Selected passage:
Content starts
Written by: Georgie Selwood

Although far-reaching and well-understood by many people, the deadly effects of climate change can sometimes appear abstract and unrelated to our daily lives. However, the Covid-19 pandemic has thrown one consequence of our changing climate into sharp relief. Its effect on both current and future diseases has changed.

Bats on the Move

recent study has established a probable link between climate change and the emergence of Sars-CoV-1 and Sars-CoV-2. (The latter being the virus that causes Covid-19). By comparing the species density of bats in southern China between present day and the early 1900s, researchers established that certain geographical areas have experienced significant increases in the number of bat species, creating hotspots of potential disease.

These ‘hotspots’ include a large area of southern China, bordering Myanmar and Laos. Researchers attribute this increase in bats to climate-driven changes in the environments. Increased temperature and altered precipitation patterns have resulted in areas which were once tropical shrublands becoming more similar to savannas and woodlands. Both of these are attractive habitats for bat species. This provides a potential explanation for the increased presence of bats. Not only this, but a worrying insight into the far-reaching problems that climate change could pose for our species.  

Previous research has shown that increased population density of certain species has a direct correlation with emerging diseases. This increase in local species richness creates a higher chance of harmful diseases evolving, thriving, and eventually being transmitted to humans.
Content ends
Natural language region descriptions
Content starts
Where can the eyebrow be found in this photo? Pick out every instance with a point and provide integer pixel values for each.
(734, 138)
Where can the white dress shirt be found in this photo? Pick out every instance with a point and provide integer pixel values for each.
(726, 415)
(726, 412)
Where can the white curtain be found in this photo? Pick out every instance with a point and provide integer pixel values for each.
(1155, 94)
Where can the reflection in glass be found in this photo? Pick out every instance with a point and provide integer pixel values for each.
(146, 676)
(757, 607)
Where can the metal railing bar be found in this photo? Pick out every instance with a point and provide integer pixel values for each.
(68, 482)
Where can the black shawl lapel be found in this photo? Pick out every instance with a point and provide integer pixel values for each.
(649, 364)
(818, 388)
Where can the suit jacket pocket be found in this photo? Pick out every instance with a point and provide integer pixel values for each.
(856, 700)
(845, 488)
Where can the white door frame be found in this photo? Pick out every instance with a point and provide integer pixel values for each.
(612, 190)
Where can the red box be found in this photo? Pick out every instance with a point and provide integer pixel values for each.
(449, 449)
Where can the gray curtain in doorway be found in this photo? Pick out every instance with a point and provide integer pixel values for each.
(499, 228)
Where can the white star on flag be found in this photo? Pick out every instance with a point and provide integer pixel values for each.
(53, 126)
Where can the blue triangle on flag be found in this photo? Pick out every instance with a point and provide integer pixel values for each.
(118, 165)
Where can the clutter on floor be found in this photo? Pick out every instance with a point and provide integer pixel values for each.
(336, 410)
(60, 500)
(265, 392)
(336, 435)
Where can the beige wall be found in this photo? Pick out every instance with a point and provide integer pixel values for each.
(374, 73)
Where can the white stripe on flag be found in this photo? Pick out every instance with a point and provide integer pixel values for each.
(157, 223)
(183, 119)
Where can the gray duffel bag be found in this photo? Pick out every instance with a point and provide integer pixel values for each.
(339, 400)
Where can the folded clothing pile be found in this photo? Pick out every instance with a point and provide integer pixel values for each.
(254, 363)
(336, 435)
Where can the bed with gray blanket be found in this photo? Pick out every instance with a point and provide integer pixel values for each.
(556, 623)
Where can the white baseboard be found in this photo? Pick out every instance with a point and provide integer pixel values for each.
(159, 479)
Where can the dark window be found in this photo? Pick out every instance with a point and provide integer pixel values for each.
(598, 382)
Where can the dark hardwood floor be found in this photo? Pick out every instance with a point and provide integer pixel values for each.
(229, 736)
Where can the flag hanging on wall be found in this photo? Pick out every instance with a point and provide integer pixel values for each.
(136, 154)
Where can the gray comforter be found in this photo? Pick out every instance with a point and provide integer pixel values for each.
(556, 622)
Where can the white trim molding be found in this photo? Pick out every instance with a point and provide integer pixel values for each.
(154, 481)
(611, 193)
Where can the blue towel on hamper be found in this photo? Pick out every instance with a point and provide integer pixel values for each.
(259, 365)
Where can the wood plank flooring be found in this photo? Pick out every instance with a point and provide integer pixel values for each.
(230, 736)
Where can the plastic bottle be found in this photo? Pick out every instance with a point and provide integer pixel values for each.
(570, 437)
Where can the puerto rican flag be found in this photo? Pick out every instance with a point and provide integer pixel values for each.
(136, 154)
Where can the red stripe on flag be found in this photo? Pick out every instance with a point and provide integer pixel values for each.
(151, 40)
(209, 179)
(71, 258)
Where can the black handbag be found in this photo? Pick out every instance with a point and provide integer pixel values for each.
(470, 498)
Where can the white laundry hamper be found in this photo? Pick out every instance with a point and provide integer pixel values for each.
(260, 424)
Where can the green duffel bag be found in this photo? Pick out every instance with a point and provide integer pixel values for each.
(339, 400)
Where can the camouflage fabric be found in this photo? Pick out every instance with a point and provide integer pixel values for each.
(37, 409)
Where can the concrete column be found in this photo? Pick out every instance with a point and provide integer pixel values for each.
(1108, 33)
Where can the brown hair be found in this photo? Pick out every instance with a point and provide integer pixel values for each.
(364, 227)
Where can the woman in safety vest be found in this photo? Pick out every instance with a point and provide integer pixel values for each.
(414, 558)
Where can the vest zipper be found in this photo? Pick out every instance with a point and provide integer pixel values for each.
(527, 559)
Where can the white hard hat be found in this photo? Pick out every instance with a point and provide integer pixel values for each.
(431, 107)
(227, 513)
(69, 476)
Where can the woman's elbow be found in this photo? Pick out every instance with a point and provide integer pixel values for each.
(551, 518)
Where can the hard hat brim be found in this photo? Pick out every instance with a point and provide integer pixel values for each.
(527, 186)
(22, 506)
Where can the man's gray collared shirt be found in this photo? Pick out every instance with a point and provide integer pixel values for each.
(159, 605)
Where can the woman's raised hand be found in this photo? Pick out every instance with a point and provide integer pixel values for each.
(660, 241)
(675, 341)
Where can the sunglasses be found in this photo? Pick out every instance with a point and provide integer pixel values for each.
Content ends
Exercise prompt:
Carry on the article about climate change and bat-borne disease from its last sentence.

Exercise result:
This risk is not limited only to bats. Over 60% of emerging infectious diseases are zoonoses. These are types of disease which have naturally jumped from vertebrate animals to humans. 

Covid-19 is just one example that shows the significant impact animal-borne diseases can have on human lives. But such diseases are becoming more common, thanks to our relationship as a species with the natural world. 

Why does climate matter?

As humans intrude further into the habitats of other species, the likelihood of potential disease transmission becomes ever higher. Thus increasing the danger of a zoonotic event. 

As previously mentioned, the change in climate in southern China has created new habitats for species, which would otherwise have lived elsewhere. 

This can be seen worldwide. There are increasing reports of tropical insects migrating further into areas which were once too cold for their survival. For example, two types of mosquito, Aedes aegypti and Aedes albopictus, are expected to expand their ecological niches into significant areas of Europe and the United States by 2050. This is in part due to environmental changes and rising temperatures in the regions. These insects are key carriers of several diseases, including dengue, yellow fever, and Zika virus.  

Aedes aegypti mosquito [Sanofi Pasteur @ Flickr]
The Walking Dead: Zombie Diseases

As if our current diseases weren’t enough. There is evidence to suggest that climate change could cause outbreaks of diseases we thought were a thing of the past. 

Thawing of permafrost, areas of ground which ordinarily remain permanently frozen, has the potential to release long-forgotten microbes and pathogens which we have no current tools to deal with. 

A 2016 outbreak of anthrax, a deadly infection caused by Bacillus anthracis, in the Siberian tundra, was attributed to the thawing of permafrost. It contained an anthrax-infected reindeer carcass that had died almost a century earlier. The melting of this ice allowed the spores to enter the soil, water, and food supply of the nearby village. This resulted in a localised outbreak. 

There are many ways in which climate change will affect our lives in the next decades. A lesson for 2020 – open our eyes to the variety of ways in which manmade climate change is changing our relationship to disease.